**Records for the exercise:**
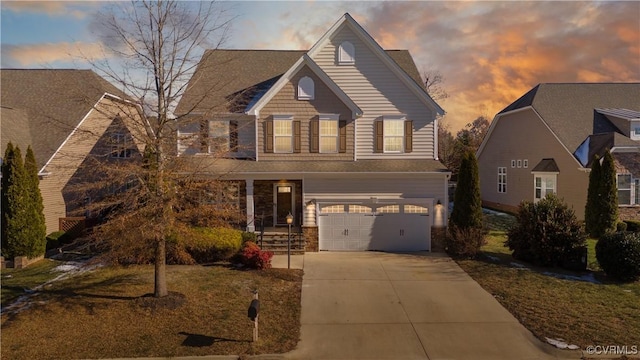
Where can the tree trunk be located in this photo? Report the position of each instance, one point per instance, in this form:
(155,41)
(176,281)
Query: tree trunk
(160,269)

**Directions for this task:** Leave out the pictures, then copy all the remaining text in the records exactly.

**Answer to the exercise:**
Where can the tree trunk be located in this photo? Report the position of each instance, one point per instance, in this form:
(155,41)
(176,281)
Query: tree trunk
(160,269)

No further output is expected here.